WORK TO BE COMPLETED => For this exercise, copy all the data exactly and include none of the pictures.
● ● ● ● ● ● ●
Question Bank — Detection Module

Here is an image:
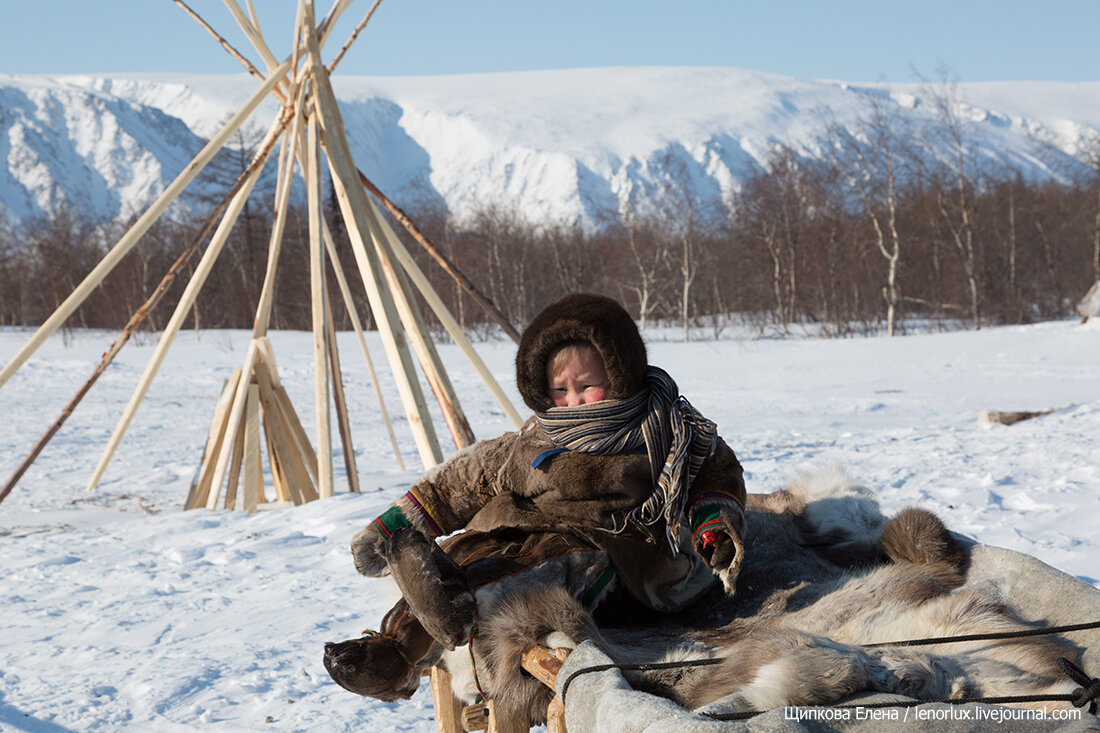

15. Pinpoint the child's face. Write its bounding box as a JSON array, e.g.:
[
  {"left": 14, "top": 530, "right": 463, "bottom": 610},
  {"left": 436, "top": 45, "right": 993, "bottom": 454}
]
[{"left": 546, "top": 344, "right": 610, "bottom": 407}]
● ● ● ● ● ● ●
EXERCISE ANSWER =>
Question Bank — Detection Module

Here is an image:

15. Pinpoint the child's face. Write its bounding box as a JSON array, e.g.:
[
  {"left": 14, "top": 530, "right": 463, "bottom": 610},
  {"left": 436, "top": 45, "right": 993, "bottom": 454}
]
[{"left": 546, "top": 344, "right": 610, "bottom": 407}]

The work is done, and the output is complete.